→ Work to complete: Transcribe word for word the lines spanning the line with "Objective — a point for each instance of the denim" through the end of the records.

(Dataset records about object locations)
--- begin ---
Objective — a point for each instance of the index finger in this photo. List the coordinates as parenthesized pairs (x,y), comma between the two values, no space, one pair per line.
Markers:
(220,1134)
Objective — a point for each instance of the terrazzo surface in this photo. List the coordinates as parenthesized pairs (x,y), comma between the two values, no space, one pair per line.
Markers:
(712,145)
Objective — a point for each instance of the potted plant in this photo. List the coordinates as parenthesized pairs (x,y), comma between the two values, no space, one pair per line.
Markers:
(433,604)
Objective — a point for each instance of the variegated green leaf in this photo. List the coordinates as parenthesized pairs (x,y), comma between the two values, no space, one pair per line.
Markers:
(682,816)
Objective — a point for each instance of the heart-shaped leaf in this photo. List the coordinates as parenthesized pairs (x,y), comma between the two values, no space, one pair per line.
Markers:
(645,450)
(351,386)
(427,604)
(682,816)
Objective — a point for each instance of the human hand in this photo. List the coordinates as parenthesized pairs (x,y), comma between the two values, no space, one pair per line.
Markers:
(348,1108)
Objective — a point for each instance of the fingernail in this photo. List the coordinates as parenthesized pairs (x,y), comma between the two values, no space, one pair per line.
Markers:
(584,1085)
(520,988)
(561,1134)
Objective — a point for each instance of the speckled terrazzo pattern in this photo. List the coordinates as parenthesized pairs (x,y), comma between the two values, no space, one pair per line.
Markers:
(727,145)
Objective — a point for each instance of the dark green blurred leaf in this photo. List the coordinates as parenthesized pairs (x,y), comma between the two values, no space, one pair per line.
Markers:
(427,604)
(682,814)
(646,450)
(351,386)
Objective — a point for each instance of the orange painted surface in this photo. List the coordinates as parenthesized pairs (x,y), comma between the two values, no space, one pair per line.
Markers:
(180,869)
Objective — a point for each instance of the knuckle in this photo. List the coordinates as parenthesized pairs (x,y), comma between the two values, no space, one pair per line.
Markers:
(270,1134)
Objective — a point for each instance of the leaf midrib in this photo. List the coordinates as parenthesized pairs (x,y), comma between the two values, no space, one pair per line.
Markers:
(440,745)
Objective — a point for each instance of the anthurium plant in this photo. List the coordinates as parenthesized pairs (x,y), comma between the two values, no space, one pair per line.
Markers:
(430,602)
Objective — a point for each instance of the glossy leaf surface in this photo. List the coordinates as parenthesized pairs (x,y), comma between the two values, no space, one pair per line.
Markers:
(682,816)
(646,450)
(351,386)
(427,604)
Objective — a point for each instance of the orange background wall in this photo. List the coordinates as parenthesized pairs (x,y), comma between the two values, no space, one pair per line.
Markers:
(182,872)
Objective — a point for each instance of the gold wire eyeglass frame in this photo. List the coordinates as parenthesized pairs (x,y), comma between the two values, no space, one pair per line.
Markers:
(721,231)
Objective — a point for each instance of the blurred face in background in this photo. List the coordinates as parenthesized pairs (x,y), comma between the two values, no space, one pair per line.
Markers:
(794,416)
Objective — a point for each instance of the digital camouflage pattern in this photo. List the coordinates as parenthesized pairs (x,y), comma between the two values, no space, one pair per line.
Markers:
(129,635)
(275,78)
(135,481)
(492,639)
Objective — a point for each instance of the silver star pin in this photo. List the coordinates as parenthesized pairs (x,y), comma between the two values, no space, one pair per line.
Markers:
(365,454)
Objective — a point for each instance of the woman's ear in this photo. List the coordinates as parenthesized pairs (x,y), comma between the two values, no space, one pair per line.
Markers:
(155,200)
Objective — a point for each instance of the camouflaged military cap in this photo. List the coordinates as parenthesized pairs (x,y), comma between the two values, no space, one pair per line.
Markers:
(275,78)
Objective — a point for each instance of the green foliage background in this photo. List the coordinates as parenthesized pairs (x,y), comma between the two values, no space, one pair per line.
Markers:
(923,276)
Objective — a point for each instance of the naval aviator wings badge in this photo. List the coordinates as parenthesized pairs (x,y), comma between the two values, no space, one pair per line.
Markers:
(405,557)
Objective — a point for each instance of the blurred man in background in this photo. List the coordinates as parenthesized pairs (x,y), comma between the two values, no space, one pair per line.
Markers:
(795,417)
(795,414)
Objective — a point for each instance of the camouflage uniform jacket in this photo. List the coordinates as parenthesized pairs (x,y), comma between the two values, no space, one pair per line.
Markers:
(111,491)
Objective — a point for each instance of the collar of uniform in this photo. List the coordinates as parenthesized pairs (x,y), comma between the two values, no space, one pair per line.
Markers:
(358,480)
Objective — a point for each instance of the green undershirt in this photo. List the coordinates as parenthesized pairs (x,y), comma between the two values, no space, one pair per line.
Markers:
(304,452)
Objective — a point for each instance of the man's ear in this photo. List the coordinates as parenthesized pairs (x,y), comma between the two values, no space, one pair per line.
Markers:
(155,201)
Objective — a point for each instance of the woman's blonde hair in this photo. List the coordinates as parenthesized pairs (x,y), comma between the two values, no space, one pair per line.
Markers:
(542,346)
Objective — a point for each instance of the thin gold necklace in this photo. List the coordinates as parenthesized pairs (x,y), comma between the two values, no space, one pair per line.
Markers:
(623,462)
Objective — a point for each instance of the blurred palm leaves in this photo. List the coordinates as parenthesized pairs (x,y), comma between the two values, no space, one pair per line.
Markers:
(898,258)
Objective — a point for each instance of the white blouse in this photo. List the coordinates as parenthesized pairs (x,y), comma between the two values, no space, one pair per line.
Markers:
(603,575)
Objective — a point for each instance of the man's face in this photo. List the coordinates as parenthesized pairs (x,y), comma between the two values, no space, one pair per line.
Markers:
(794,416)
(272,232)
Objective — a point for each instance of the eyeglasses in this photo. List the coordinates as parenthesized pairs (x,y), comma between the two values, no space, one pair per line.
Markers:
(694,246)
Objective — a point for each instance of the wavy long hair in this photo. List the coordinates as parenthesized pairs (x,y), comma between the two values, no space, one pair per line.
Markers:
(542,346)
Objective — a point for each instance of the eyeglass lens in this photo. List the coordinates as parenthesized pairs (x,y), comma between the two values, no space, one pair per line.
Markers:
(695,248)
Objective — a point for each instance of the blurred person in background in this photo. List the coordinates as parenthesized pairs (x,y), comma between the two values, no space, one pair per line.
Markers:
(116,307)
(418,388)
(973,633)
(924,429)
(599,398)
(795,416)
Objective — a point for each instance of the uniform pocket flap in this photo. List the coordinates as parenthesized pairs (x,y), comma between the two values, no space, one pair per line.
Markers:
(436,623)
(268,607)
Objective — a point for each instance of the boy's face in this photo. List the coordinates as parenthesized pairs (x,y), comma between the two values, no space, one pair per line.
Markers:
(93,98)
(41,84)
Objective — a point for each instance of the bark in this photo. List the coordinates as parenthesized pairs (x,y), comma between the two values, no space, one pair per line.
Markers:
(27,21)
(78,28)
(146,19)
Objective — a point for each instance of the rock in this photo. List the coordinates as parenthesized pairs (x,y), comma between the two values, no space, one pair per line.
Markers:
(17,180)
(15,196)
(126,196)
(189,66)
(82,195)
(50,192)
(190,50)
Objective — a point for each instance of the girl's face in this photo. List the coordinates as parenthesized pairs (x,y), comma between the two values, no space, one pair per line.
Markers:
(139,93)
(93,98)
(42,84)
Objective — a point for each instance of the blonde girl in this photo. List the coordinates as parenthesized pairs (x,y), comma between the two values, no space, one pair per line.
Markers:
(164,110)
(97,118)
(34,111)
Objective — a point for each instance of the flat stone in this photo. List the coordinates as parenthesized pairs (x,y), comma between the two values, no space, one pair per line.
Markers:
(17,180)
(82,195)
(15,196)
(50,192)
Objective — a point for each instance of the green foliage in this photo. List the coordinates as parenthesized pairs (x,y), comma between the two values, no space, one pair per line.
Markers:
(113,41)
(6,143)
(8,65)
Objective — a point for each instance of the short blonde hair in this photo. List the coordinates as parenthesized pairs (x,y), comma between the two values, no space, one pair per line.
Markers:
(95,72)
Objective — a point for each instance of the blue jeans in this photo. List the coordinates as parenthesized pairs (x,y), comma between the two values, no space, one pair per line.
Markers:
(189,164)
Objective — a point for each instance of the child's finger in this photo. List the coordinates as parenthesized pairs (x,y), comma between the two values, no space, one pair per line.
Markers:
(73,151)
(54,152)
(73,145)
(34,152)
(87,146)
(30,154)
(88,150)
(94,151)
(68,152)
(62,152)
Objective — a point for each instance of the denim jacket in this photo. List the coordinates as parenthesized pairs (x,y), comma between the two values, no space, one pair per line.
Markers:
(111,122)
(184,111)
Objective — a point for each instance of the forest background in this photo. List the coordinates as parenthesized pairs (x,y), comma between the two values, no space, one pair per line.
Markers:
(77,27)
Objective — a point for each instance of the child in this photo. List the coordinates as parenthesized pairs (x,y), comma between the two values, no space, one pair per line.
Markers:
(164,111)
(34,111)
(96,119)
--- end ---
→ Output:
Objective — a point for each instance of the denim jacket in this photo. List the coordinates as parenthesized pairs (x,y), comma between the two values, no space, one pair per line.
Markers:
(111,122)
(184,111)
Objective — a point for each instance of the forest background in this photo. List the coordinates as parenthesized pairs (x,y), comma between the two values, no space, one pair per line.
Markers:
(77,27)
Objective — a point for each instance of the child in this photo. List the coordinates as parenthesized pairs (x,y), comma between the two values, no space, one pair per line.
Markers:
(164,111)
(34,111)
(96,119)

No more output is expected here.